Entries taken from a collection:
=-=-=
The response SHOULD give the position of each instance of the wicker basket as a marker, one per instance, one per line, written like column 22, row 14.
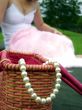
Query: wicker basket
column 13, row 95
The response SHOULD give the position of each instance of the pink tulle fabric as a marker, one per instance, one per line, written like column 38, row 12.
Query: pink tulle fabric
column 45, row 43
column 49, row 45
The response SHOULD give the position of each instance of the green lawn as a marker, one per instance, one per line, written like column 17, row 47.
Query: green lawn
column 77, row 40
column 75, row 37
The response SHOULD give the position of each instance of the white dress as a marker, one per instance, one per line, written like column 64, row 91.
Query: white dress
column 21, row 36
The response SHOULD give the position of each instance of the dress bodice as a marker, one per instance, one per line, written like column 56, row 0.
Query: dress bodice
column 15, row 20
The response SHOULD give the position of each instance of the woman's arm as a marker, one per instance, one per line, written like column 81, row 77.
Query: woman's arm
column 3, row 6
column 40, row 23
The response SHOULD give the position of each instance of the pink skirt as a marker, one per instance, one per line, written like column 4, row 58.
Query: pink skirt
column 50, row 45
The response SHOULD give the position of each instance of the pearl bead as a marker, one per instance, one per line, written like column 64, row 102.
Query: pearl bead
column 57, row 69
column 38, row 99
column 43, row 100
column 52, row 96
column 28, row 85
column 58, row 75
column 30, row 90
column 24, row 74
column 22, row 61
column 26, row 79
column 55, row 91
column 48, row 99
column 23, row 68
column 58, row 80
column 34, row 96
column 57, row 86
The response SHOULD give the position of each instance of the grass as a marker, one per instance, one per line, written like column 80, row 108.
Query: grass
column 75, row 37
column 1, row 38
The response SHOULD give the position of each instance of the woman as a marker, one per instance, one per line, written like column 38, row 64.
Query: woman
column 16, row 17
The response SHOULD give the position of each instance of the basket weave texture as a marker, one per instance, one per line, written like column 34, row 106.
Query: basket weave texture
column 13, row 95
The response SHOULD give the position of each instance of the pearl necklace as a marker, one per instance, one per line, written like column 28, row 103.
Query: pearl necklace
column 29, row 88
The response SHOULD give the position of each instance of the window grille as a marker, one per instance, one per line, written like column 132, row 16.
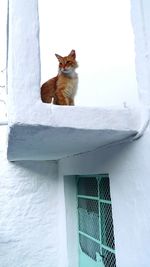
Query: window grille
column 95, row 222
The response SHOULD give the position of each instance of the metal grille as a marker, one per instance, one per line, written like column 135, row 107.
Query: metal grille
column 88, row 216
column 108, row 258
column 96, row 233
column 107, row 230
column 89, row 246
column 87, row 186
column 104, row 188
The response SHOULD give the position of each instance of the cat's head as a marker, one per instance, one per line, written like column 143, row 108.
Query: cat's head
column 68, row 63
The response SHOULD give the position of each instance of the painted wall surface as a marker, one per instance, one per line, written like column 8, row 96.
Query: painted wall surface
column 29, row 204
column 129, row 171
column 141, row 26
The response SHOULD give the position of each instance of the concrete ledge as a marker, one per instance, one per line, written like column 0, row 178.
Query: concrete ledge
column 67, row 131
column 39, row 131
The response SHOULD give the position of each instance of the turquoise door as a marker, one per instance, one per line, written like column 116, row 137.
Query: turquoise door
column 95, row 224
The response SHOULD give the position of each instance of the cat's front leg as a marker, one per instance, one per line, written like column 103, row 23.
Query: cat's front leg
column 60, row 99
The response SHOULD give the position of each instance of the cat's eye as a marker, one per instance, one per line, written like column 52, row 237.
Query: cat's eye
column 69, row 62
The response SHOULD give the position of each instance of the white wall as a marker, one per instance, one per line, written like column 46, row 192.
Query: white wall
=-=-=
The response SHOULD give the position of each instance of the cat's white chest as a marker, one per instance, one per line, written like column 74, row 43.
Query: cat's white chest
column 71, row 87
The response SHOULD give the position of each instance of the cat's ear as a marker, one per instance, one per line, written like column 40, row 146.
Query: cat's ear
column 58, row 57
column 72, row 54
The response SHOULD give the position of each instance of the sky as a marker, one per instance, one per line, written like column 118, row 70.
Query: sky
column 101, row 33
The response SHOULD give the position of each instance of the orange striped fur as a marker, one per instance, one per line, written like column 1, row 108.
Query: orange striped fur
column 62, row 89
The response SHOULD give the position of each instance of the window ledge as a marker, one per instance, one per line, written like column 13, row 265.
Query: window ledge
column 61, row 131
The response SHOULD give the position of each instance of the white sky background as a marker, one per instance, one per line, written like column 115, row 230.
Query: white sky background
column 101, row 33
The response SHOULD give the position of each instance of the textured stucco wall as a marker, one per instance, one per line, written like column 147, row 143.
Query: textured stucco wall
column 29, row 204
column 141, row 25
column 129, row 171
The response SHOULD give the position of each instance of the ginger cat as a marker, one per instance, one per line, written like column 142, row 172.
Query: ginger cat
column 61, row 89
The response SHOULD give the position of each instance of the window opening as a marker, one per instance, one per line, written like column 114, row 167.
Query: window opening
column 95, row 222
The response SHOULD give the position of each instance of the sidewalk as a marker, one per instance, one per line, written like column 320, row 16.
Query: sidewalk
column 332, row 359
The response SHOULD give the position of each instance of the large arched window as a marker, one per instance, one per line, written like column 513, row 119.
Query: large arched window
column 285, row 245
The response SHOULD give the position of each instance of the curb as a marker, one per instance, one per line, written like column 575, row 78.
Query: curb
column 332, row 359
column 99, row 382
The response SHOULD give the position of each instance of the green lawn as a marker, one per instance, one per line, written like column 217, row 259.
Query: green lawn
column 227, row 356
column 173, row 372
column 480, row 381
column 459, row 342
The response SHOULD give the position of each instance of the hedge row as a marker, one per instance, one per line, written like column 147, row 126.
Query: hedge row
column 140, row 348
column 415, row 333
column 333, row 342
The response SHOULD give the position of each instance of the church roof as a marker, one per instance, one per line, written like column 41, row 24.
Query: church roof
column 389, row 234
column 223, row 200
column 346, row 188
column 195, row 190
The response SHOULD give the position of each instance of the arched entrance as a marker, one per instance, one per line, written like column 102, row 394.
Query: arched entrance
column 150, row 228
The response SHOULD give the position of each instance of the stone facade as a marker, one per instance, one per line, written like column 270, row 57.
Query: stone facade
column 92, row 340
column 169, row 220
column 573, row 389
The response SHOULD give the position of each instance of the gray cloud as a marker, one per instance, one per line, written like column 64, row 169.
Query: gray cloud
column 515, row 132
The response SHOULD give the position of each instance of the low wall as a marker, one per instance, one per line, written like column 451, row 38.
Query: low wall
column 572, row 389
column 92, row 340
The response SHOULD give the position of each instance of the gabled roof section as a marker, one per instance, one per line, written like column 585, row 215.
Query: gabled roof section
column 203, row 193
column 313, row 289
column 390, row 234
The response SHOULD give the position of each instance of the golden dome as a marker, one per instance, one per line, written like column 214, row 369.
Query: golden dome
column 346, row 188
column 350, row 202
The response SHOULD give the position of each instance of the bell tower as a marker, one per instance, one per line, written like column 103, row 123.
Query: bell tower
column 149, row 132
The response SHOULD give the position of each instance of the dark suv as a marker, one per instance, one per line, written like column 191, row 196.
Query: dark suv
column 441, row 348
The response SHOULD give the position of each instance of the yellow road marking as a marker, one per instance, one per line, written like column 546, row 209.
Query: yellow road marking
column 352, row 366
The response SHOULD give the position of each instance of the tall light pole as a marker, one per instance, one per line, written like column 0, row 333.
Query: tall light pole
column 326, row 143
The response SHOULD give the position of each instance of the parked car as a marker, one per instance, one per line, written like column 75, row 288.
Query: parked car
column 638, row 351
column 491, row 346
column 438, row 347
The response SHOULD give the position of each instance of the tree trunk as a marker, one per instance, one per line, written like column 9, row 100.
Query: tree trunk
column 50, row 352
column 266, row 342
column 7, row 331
=-=-=
Nothing but the lines above from the one containing "Query: gabled roof section" through the one containing "103, row 123." should appear in the answer, each repeated exactly.

> **Exercise response**:
Query: gabled roof section
column 203, row 193
column 313, row 289
column 390, row 234
The response SHOULD give the position of each instance of the golden dome as a marker, one per instance, one per line, written like column 214, row 369.
Query: golden dome
column 346, row 188
column 350, row 202
The response SHOULD give the position of each instance of the bell tower as a marker, one per instance, one per line, written like column 103, row 123.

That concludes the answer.